WHAT IS EXPECTED
Copy out the material below, substituting "nonzero" for every "evenodd" and keeping everything else unchanged. Leave out the pictures.

===

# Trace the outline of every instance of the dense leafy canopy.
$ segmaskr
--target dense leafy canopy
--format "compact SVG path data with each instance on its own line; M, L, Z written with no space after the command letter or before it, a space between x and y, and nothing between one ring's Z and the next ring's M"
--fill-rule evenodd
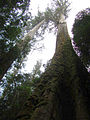
M0 56L19 40L21 27L28 19L26 10L30 0L0 1Z
M0 79L15 58L22 56L19 55L20 51L15 45L20 42L23 36L22 29L30 19L29 3L30 0L0 1ZM26 51L28 50L25 49L22 54L25 55Z
M90 8L77 14L72 32L82 61L90 65Z
M41 76L41 62L37 62L30 74L8 73L2 81L4 89L0 96L0 120L14 120L28 97L32 94ZM11 114L11 112L13 114Z

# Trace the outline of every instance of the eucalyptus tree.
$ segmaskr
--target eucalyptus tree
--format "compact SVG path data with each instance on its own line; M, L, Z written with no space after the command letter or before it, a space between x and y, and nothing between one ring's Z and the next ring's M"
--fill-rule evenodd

===

EXERCISE SOLUTION
# Trace the outline of every instance of the dense leafy canopy.
$ segmaskr
--target dense leafy canopy
--format "compact SVG path data with each instance on its own line; M, L, Z written with no space after the command letter or before it, a space between x and y, and nothing between one ring's Z and the next ring's M"
--fill-rule nonzero
M0 56L19 40L21 27L28 19L26 10L30 0L0 1Z
M0 79L15 58L22 56L19 55L20 51L15 45L20 42L23 36L22 29L30 19L29 3L30 0L0 1ZM26 51L28 50L25 49L22 54L25 55Z
M90 8L77 14L72 32L82 61L90 65Z
M41 76L41 62L37 62L30 74L8 73L2 81L4 89L0 96L0 120L14 120L28 97L32 94ZM11 114L11 112L13 114Z

# Trace the outline of every instance of the eucalyptus tree.
$ segmaskr
--target eucalyptus tree
--format "compact SVG path data with each instance on its own line; M, L, Z written with no space after the command letter or before it, a space between x and y, and nothing between one ring's Z and the next ring's M"
--fill-rule nonzero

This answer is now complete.